Beneath this task is a listing; retype all of it exactly.

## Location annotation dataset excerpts
--- START ---
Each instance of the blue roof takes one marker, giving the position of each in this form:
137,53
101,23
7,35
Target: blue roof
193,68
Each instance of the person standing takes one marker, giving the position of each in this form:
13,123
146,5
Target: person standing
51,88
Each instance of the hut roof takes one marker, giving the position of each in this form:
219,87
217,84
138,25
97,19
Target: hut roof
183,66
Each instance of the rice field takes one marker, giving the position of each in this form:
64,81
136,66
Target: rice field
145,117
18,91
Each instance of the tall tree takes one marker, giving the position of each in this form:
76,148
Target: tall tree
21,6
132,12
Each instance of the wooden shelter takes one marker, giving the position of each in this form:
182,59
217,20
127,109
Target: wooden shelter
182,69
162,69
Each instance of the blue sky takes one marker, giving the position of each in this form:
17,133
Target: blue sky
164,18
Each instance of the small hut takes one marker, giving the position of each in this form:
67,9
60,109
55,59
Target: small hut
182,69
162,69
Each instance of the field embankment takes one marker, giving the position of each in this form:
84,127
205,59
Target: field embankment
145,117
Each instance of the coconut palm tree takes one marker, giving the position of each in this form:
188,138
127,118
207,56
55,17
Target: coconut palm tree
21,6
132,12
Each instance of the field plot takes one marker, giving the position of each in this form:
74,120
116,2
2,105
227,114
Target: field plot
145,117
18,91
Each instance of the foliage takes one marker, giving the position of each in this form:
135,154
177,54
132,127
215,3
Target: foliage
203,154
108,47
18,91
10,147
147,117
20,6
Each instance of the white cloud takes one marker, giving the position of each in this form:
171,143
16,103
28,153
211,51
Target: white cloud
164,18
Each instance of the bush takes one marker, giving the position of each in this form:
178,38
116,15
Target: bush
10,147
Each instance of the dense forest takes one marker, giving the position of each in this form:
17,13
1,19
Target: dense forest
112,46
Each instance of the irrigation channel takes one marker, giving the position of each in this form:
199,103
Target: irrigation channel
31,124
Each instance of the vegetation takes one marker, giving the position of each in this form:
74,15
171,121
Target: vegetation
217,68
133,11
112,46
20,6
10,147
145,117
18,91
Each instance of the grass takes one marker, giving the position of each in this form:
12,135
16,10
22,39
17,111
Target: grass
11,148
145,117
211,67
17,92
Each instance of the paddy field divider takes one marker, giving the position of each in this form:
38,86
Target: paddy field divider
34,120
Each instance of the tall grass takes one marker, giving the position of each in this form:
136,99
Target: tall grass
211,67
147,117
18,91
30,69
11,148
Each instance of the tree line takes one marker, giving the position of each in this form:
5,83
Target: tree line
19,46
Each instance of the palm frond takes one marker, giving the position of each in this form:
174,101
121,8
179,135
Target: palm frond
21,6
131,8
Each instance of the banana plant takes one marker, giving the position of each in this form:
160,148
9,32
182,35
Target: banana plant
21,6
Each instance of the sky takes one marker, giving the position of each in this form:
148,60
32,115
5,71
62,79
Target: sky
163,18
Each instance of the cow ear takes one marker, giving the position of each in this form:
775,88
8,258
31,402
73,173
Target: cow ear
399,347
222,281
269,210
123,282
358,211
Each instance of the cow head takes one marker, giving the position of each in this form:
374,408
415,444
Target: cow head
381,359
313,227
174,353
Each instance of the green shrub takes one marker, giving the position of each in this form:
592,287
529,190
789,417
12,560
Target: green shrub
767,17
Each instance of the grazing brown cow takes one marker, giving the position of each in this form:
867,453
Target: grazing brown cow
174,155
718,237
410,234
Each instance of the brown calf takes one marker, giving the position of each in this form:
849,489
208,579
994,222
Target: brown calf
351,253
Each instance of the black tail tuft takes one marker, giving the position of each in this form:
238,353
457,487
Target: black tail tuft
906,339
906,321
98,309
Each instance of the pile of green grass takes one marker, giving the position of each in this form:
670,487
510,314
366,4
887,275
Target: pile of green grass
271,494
--- END ---
## RESPONSE BELOW
Each instance of the blue roof takes one marker, giving the position of each in this form:
137,53
101,23
7,35
Target: blue roof
193,68
Each instance of the person standing takes one marker, giving the position of each in this form:
13,123
146,5
Target: person standing
51,88
Each instance of the hut roof takes one marker, giving the position of each in this form:
219,87
217,84
138,25
97,19
Target: hut roof
183,66
Each instance of the rice field takes one marker, giving the position of each in this form:
64,81
136,66
Target: rice field
145,117
18,91
Each instance of the tall tree takes one marker, giving the position of each in this form:
76,148
Target: tall tree
21,6
132,12
Each instance of the wooden shelter takes one marker, giving the position of each in this form:
182,59
217,20
127,109
Target: wooden shelter
182,69
162,69
Each instance of the blue sky takes one marker, giving the position of each in this form:
17,133
Target: blue sky
164,18
Each instance of the small hut takes one marker, giving the position of each in this form:
67,9
60,109
55,59
Target: small hut
182,69
162,69
Each instance of the field embankment takes one marker, giving the position of each in this form:
84,127
205,59
Target: field embankment
145,117
Each instance of the coconut palm tree takes one marker, giving the position of each in this form:
188,138
127,118
207,56
55,17
Target: coconut palm tree
21,6
132,12
Each instance of the field plot takes one marker, giving the position of each in this form:
74,120
116,2
2,105
227,114
Target: field plot
145,117
18,91
Each instance of the foliage takes one marker, giving the position of each in this form:
135,154
177,54
132,127
215,3
Target: foliage
203,154
108,47
18,91
10,147
147,117
20,6
Each instance of the white cloud takes one marker, giving the position of each in this form:
171,143
16,103
28,153
211,51
Target: white cloud
164,18
Each instance of the bush takes one marker, giving the position of each in this form:
178,38
116,15
Target: bush
10,147
Each instance of the dense forest takes one marker, giving the position of each in this form:
17,13
1,19
Target: dense forest
112,46
Each instance of the irrigation channel takes one marker, giving the position of each in this form:
199,103
Target: irrigation channel
31,124
Each instance of the vegetation takes one marker, giving the position of each in this form:
74,15
171,121
Target: vegetation
217,68
133,11
112,46
20,6
10,147
145,117
18,91
Each instance of the grass takes one marker, giving the position of each in this form:
12,135
16,10
22,39
17,111
Target: grass
11,148
145,117
211,67
17,92
Each instance of the paddy field divider takes one marker, giving the position of each in this form:
38,86
Target: paddy field divider
34,120
Each instance of the tall grass takes one marker, giving the position of each in this form:
136,99
Target: tall grass
211,67
147,117
18,91
30,69
11,148
Each instance of the tree line takes one marker, giving the position of each in this form:
5,83
Target: tree line
19,46
Each instance of the palm frond takes one marker, giving the position of each in this form:
174,101
121,8
179,135
Target: palm frond
21,6
131,8
Each instance of the banana plant takes one marker, giving the position of each in this form:
160,148
9,32
182,35
Target: banana plant
21,6
Each instance of the sky takes one marker, giving the position of each in this form:
148,60
32,115
5,71
62,79
Target: sky
163,18
Each instance of the cow ear takes one marker, giving the position of each in this form:
775,88
8,258
31,402
73,173
Target: cow ear
399,347
222,281
269,210
123,282
358,211
Each instance of the cow head takes one marker, giving the position of each in this form:
374,408
415,444
Target: cow head
381,359
313,227
174,353
Each instance of the green shrub takes one marker, giving the position of each in this form:
592,287
529,190
789,417
12,560
Target: green shrub
767,17
Each instance of the grazing brown cow takes one marker, giving the position of each in this form:
867,453
Target: grazing brown cow
174,155
718,237
410,234
Each instance of the brown calf takes one marker, giving the position of each in this form:
849,489
208,579
994,222
Target: brown calf
351,253
Each instance of the black tail tuft takes one marker, giving the position of each in this form:
238,353
457,487
Target: black tail tuft
906,339
906,321
98,309
Each instance of the pile of green grass takes one marker, giving the position of each in this form:
670,487
510,314
366,4
887,275
Target: pile of green grass
271,494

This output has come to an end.